* [Problem description]:
Exactly as written, quote every line that follows, skipping the images.

(Collection entries)

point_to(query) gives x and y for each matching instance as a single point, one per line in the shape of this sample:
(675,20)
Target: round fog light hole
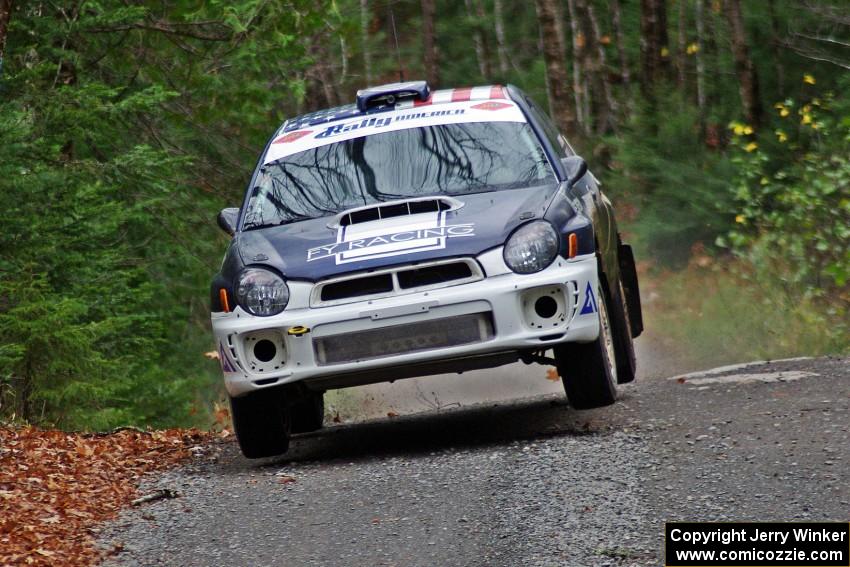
(545,307)
(265,350)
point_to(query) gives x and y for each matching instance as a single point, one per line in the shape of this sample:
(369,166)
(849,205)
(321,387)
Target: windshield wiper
(277,223)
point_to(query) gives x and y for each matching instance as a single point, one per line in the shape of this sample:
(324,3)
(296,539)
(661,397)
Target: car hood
(317,248)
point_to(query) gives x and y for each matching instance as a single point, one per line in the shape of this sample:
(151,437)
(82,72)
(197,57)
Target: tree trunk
(579,94)
(607,123)
(556,71)
(654,44)
(616,19)
(593,62)
(429,44)
(775,42)
(501,43)
(700,57)
(365,18)
(744,69)
(681,44)
(475,11)
(5,16)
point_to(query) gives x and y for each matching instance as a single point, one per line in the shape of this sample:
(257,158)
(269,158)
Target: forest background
(720,128)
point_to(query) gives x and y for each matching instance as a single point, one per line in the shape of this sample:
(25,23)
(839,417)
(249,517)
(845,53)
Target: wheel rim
(607,337)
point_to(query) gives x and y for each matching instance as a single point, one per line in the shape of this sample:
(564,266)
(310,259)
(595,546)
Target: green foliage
(706,317)
(107,164)
(793,198)
(124,128)
(679,187)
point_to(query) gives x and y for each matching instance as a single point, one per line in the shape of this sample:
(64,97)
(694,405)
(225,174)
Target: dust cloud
(444,391)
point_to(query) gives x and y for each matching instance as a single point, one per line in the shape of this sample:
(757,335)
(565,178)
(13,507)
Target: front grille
(403,339)
(431,275)
(345,289)
(396,281)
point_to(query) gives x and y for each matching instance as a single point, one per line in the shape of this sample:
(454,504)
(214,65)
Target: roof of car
(486,92)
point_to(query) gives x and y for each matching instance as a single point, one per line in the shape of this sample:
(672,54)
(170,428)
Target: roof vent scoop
(391,94)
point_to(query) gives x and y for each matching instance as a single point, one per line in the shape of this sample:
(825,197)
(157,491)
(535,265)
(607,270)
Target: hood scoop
(395,209)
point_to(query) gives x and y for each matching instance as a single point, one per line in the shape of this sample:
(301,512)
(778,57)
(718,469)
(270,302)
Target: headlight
(261,292)
(531,247)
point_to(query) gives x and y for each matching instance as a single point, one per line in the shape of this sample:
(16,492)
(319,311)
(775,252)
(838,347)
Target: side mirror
(575,167)
(227,220)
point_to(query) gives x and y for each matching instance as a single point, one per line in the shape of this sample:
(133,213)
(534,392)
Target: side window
(558,141)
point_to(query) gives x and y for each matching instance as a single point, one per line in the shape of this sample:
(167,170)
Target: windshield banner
(311,137)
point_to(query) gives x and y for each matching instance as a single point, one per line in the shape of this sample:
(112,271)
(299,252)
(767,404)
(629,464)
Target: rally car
(417,232)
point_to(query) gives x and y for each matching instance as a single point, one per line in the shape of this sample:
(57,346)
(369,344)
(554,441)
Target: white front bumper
(500,295)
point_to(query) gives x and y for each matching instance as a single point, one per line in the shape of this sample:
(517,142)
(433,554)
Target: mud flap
(630,284)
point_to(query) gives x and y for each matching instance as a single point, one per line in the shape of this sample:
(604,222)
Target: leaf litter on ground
(55,487)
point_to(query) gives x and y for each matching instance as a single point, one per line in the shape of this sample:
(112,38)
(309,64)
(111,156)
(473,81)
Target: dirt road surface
(517,482)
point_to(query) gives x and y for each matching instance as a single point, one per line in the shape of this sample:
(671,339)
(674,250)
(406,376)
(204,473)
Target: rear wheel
(262,424)
(309,413)
(589,370)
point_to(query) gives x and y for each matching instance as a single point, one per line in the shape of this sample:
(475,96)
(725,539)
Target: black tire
(308,414)
(588,370)
(262,424)
(624,346)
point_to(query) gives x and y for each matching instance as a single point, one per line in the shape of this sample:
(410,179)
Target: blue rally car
(417,233)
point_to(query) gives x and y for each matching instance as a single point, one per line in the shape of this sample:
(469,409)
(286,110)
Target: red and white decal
(452,106)
(292,136)
(491,105)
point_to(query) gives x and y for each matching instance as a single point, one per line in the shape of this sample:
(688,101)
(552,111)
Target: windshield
(449,159)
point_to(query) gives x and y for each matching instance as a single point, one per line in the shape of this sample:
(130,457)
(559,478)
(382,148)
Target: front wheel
(589,370)
(262,423)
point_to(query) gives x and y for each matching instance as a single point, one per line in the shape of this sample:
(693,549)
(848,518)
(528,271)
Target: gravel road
(522,482)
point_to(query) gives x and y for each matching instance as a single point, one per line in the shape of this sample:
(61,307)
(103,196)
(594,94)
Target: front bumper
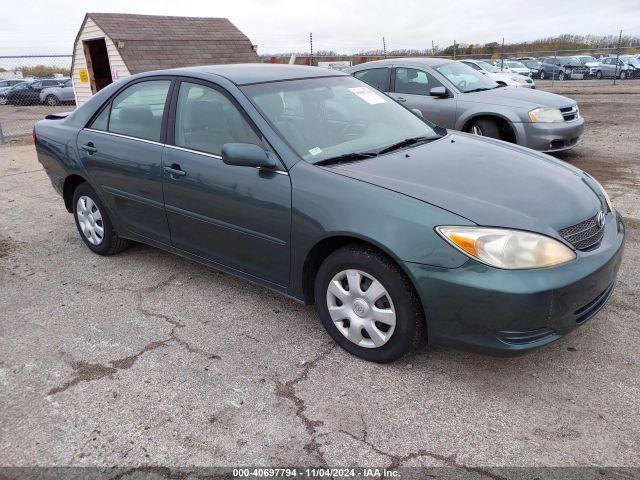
(504,312)
(551,137)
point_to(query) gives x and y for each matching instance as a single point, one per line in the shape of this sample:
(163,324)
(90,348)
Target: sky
(49,26)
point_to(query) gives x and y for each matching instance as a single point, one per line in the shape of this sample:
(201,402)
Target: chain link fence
(33,86)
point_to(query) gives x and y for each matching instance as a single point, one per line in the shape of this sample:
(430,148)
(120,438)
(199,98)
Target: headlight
(508,249)
(544,115)
(605,195)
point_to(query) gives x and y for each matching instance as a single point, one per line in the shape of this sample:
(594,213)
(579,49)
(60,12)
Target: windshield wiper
(407,142)
(481,89)
(347,157)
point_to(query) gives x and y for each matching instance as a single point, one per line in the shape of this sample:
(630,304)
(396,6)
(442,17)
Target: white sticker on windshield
(368,95)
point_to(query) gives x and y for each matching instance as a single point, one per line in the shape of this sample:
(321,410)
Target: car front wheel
(367,304)
(94,224)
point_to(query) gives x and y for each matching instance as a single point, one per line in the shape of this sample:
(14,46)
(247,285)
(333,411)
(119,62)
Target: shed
(110,46)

* [Solution to this task]:
point_to(query) gives x and y for each matching instance as a single point, one per line in the shape of this sample:
(675,20)
Target: round fog light hole
(545,307)
(265,350)
point_to(query) gives x and y for each matching instance as a single point, one per line in the shape of this sample:
(369,166)
(849,205)
(321,387)
Target: windshield wiper
(277,223)
point_to(query) gives x and y for each matching instance as a single point, one per line in the shape of this sample:
(324,3)
(296,539)
(661,397)
Target: car hood
(317,248)
point_to(query) gives x and y for each matching instance as a single point, one per line in the shape of this sample:
(151,437)
(82,72)
(197,57)
Target: tree trunk
(579,94)
(607,123)
(556,71)
(654,44)
(616,19)
(593,62)
(429,44)
(775,42)
(501,43)
(700,57)
(365,18)
(744,69)
(681,44)
(475,11)
(5,16)
point_to(query) gives x and y for each matching instance as a single point, one per line in the shape of this sample:
(257,158)
(269,158)
Target: forest background
(720,128)
point_to(query) gives x and y for each matching instance as a single point, one per line in the shape of this sample:
(25,23)
(839,417)
(249,517)
(845,53)
Target: wheel rim
(607,337)
point_to(query) gives x and y for each matching instance as a single point, one per line in the shape of this sample:
(564,266)
(310,259)
(595,546)
Target: green foliage
(706,317)
(107,164)
(793,198)
(124,128)
(679,187)
point_to(query) gives x and y for each matching instance as a single point, one per line in the shape of this sample:
(64,97)
(694,405)
(225,174)
Target: dust cloud
(444,391)
point_to(query) gives x and y for each matching instance as a single point, one per line in the shape of this sample:
(757,335)
(565,178)
(13,507)
Target: front grille
(403,339)
(431,275)
(345,289)
(396,281)
point_to(query) gives x and y for each matching instance as a single point, one per line in the shape of this sample:
(454,504)
(214,65)
Target: roof of car
(486,92)
point_to(query) gives x and y for each matching instance as a single point, one per line in the shape of this sample:
(672,54)
(170,428)
Target: roof vent scoop
(391,94)
point_to(query) gives x and y for each matching instance as a single point, one per line in the shape of this sample:
(825,197)
(157,491)
(535,265)
(607,270)
Target: hood scoop
(395,209)
point_to(query) gives x and y for each matching instance as a single point, one per line in the shape of this sample:
(301,512)
(778,57)
(718,469)
(270,302)
Target: headlight
(261,292)
(531,247)
point_to(query) gives x and y for each matching instance as a single point, one per line in the shape of this sample:
(16,492)
(319,311)
(775,252)
(838,347)
Target: side mirror
(575,167)
(227,220)
point_to(query) gives x and y for each matching instance as a single point, one per line in the shape of this sample:
(133,213)
(534,392)
Target: side window
(558,141)
point_to(query) gives x and y for each matching instance as a single point, one per line in the shape of this sample:
(167,170)
Target: windshield banner
(311,137)
point_to(query) gives x and y for each matching instance as a single point, one per line in the shape of this sample:
(112,271)
(299,252)
(767,404)
(629,464)
Target: rally car
(417,232)
point_to(query) gives x and y for each matching instance as a single point, one per line in the shape of this sample:
(57,346)
(369,344)
(554,441)
Target: white front bumper
(500,295)
point_to(query) gives x and y for each matching instance as a single point, one per line in the shape of this sample:
(517,142)
(433,554)
Target: mud flap
(630,284)
point_to(query) gives x and y for each matching instance as a single point, one per line in the shape of this sample:
(604,222)
Target: leaf litter on ground
(55,487)
point_to(query) gives x and y for each matching instance as a single point, one per line in the shape of this sample:
(112,38)
(309,64)
(111,156)
(473,81)
Target: dirt road surface
(517,482)
point_to(query) gives x and y for each matching instance as a single point, one per line in the shape of this sample:
(671,339)
(674,250)
(406,376)
(204,473)
Target: rear wheel
(262,424)
(309,413)
(589,370)
point_to(query) gives x and y for each matching instance as a single point, one per line in the shape of this sample:
(475,96)
(725,539)
Target: black tire
(308,414)
(588,370)
(262,424)
(624,346)
point_to(query) gives x and y for each matching instance as a single point, one per line in the shape of this sample:
(410,179)
Target: blue rally car
(417,233)
point_to(query) gives x and y for each matching instance as a single point, one per line in the shape of this sample:
(469,409)
(286,110)
Target: red and white decal
(452,106)
(292,136)
(491,105)
point_to(query) gives x and y for each matching instance as a single point, one per line in the shape of this sample:
(688,101)
(552,111)
Target: windshield
(449,159)
point_to(query) gives x and y for each matching instance as a single point, one per line in the shape of this sample:
(130,457)
(559,478)
(382,148)
Target: front wheel
(589,370)
(262,423)
point_to(query) gives x and y for each matching instance as a single point, one per line in the shape of this sample:
(693,549)
(848,518)
(528,271)
Target: gravel road
(522,482)
point_to(query) gives x and y for each matching instance as a single point, one per line in the shape of this sample:
(61,307)
(103,196)
(594,94)
Target: front bumper
(504,312)
(551,137)
point_to(query) gives x and y for each matching instance as a single point, one per line in the shape of this sample:
(163,324)
(90,348)
Target: sky
(49,26)
point_to(query) gives x and y for each matching instance as a single point, one per line in the shape of this sample:
(201,402)
Target: chain link fence
(33,86)
point_to(query) gives x and y for each matching instance as a single point, one per line in the shape of this sample:
(430,148)
(120,438)
(199,98)
Target: headlight
(508,249)
(544,115)
(605,195)
point_to(query) gives x and y for each matching instance as a single point, one per line in the shape of this sample:
(594,213)
(579,49)
(60,12)
Target: windshield wiper
(407,142)
(481,89)
(347,157)
point_to(query) gives x and y for each matching instance as a single point, one per line in the shape of this sample:
(630,304)
(396,6)
(442,17)
Target: white sticker on windshield
(368,95)
point_to(query) gives x and y for each matching instance as a single point, one per line in the shape of this sample:
(321,410)
Target: car front wheel
(367,304)
(94,224)
point_to(query) gives x and y for each matching instance as a single point, one per line in the shape of this sample:
(14,46)
(247,285)
(333,411)
(119,62)
Target: shed
(110,46)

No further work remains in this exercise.